[Excerpts of pointing data]
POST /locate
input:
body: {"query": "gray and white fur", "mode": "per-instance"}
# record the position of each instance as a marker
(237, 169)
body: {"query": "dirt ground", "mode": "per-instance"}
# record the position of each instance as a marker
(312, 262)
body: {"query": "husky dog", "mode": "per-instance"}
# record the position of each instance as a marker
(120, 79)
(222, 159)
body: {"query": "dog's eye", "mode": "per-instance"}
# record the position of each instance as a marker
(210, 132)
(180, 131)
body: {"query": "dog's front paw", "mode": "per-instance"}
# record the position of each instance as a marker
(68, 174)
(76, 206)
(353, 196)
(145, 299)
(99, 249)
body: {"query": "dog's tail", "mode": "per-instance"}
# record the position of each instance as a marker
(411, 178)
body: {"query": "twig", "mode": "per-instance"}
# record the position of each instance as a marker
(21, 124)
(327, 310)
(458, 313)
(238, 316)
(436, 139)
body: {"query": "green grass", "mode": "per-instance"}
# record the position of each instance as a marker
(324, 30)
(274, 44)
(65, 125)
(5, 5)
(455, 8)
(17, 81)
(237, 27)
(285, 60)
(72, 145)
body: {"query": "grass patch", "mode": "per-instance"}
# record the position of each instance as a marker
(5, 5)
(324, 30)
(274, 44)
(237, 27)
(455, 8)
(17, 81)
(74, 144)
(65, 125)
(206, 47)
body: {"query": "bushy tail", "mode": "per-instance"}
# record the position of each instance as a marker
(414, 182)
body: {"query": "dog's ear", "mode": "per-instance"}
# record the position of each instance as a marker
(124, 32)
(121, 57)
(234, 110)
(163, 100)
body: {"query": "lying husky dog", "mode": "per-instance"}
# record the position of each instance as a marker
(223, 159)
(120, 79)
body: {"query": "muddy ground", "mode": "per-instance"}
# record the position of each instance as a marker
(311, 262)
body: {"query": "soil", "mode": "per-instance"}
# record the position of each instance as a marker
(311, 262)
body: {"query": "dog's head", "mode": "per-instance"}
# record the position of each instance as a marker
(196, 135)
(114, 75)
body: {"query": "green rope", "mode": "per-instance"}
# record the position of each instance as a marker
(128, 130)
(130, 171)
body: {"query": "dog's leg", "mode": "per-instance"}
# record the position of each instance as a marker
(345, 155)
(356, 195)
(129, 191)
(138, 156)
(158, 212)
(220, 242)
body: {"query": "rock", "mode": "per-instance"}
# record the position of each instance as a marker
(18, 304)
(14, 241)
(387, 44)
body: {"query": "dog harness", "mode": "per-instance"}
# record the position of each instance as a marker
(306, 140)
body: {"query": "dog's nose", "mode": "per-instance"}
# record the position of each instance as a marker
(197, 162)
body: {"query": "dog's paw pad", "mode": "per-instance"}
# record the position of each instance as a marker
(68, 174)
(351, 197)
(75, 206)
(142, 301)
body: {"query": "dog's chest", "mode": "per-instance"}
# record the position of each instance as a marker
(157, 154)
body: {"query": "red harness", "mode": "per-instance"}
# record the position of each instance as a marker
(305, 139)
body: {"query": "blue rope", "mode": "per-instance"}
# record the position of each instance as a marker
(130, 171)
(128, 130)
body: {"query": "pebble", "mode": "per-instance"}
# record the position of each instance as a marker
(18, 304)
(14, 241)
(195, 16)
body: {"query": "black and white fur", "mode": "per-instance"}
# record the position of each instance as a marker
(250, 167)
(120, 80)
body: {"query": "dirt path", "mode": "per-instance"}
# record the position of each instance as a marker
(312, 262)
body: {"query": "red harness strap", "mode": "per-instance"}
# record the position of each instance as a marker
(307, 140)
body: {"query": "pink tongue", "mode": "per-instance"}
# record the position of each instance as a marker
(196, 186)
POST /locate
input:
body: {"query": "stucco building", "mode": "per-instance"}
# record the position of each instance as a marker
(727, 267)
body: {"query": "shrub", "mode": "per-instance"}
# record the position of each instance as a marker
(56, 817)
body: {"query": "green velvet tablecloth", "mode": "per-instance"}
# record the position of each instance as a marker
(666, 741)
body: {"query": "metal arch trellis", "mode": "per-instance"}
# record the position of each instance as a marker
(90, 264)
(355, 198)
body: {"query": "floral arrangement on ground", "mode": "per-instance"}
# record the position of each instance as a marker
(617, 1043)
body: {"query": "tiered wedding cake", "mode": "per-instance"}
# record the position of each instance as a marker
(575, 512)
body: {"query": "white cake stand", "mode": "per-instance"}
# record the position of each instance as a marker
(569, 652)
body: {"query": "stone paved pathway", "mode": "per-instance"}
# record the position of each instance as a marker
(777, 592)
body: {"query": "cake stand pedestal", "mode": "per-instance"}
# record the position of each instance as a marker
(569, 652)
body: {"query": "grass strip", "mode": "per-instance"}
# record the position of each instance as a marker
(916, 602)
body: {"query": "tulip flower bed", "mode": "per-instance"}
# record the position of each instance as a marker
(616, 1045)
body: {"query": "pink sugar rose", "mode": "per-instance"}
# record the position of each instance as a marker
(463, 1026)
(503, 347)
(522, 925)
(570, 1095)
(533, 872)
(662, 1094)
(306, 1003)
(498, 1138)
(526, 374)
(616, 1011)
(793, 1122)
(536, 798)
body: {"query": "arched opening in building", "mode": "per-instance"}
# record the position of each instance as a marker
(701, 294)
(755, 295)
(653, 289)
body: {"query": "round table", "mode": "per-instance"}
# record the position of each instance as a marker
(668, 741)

## Requirements
Reproduce all the records precisely.

## Task output
POST /locate
input:
body: {"query": "gray and white fur", "mode": "per-instance"}
# record the position of each instance as a marker
(237, 169)
body: {"query": "dirt ground", "mode": "per-instance"}
# record the position of each instance as a marker
(312, 262)
body: {"query": "husky dog", "mode": "per-instance"}
# record the position of each instance as a marker
(120, 79)
(222, 159)
body: {"query": "dog's eye", "mode": "per-instance"}
# record the position of each instance as a marker
(210, 132)
(180, 131)
body: {"query": "dog's front paw", "mode": "per-instance"}
# record the position of each instance as a marker
(68, 174)
(76, 206)
(353, 196)
(145, 299)
(99, 249)
body: {"query": "dog's tail", "mode": "per-instance"}
# record the position of each instance as a marker
(411, 178)
body: {"query": "twig", "mode": "per-instance"}
# record the position of each instance as a marker
(21, 124)
(327, 310)
(458, 313)
(238, 316)
(436, 139)
body: {"query": "green grass", "mode": "per-instance"}
# record the position of each instance as a marker
(324, 30)
(274, 44)
(65, 125)
(5, 5)
(455, 8)
(17, 81)
(237, 27)
(285, 60)
(72, 145)
body: {"query": "grass patch", "mode": "per-instance"}
# record the position of each instance as a marker
(5, 5)
(324, 30)
(274, 44)
(237, 27)
(455, 8)
(17, 81)
(74, 144)
(65, 125)
(206, 47)
body: {"query": "bushy tail", "mode": "per-instance"}
# record the position of each instance as a marker
(414, 182)
body: {"query": "dog's ear", "mode": "per-instance"}
# record the position of each instance as a marker
(124, 32)
(121, 57)
(234, 110)
(163, 100)
body: {"query": "lying husky dog", "mode": "per-instance"}
# record the position of each instance as a marker
(223, 159)
(120, 79)
body: {"query": "muddy ground", "mode": "per-instance"}
# record the position of each instance as a marker
(311, 262)
body: {"query": "soil", "mode": "per-instance"}
# record the position of each instance as a marker
(311, 262)
body: {"query": "dog's head", "mode": "per-instance"}
# record the position of each instance as a marker
(196, 135)
(114, 75)
body: {"query": "green rope", "mode": "per-instance"}
# record the position of each instance as a marker
(128, 130)
(130, 171)
body: {"query": "dog's leg", "mode": "per-instance"}
# record the position of each instance as a marker
(345, 155)
(356, 195)
(129, 191)
(138, 156)
(158, 212)
(220, 242)
body: {"query": "rock", "mode": "per-instance"}
# record the position of each instance as a marker
(18, 304)
(14, 241)
(387, 44)
body: {"query": "dog harness", "mode": "per-instance"}
# record the position of each instance as a marker
(306, 140)
body: {"query": "dog's nose", "mode": "per-instance"}
# record the position of each instance as a marker
(197, 162)
body: {"query": "dog's paw pad", "mode": "per-instance"}
# record the position of each instance as a marker
(68, 174)
(351, 197)
(75, 206)
(142, 301)
body: {"query": "dog's chest", "mode": "per-instance"}
# record the position of each instance as a marker
(157, 154)
body: {"query": "red harness", "mode": "per-instance"}
# record the position of each instance as a marker
(305, 139)
body: {"query": "blue rope", "mode": "per-instance"}
# record the position of each instance as a marker
(130, 171)
(128, 130)
body: {"query": "pebble", "mode": "per-instance"}
# record the position of each instance as a marker
(18, 304)
(14, 241)
(195, 16)
body: {"query": "black and white fur", "mode": "per-instance"}
# record the position of each instance as a marker
(250, 167)
(120, 80)
body: {"query": "dirt path", "mode": "per-instance"}
# record the position of each instance as a marker
(312, 262)
body: {"query": "red harness strap", "mode": "per-instance"}
# record the position of each instance as a marker
(307, 140)
body: {"query": "pink tongue", "mode": "per-instance"}
# record the position of each instance as a marker
(196, 186)
POST /locate
input:
body: {"query": "stucco building", "mode": "per-instance"}
# record the position of each instance as a marker
(727, 267)
body: {"query": "shrub", "mode": "per-instance"}
# record the position of each instance as a marker
(56, 817)
body: {"query": "green velvet tablecloth", "mode": "per-instance"}
# record the position of each instance as a marker
(666, 741)
body: {"query": "metal arch trellis", "mode": "per-instance"}
# record the position of each instance as a marker
(90, 264)
(355, 198)
body: {"query": "floral arrangement on ground", "mode": "per-instance"}
# record the position of each instance as a marker
(617, 1043)
body: {"query": "tiered wedding cake", "mode": "per-instance"}
# record the position of each instance as a marker
(575, 512)
body: {"query": "white cake stand", "mode": "per-instance"}
# record the position of each instance as a marker
(569, 652)
body: {"query": "stone paved pathway", "mode": "per-instance"}
# record the position of each instance as a marker
(777, 592)
body: {"query": "cake stand pedestal", "mode": "per-instance"}
# record the position of each instance as a marker
(569, 652)
body: {"query": "grass strip", "mode": "per-instance"}
# record the position of each instance as a marker
(916, 602)
body: {"query": "tulip flower bed", "mode": "per-instance"}
# record the position of each instance as a marker
(616, 1045)
body: {"query": "pink sugar rose", "mode": "per-instance"}
# record the position of each instance as a marker
(463, 1026)
(503, 347)
(522, 925)
(570, 1095)
(533, 872)
(662, 1094)
(306, 1003)
(498, 1138)
(526, 374)
(616, 1011)
(793, 1122)
(536, 798)
body: {"query": "arched opening in building", "mode": "per-instance"}
# record the position of each instance as a marker
(701, 294)
(755, 295)
(653, 289)
body: {"query": "round table", "mode": "per-instance"}
# record the position of each instance as a marker
(668, 741)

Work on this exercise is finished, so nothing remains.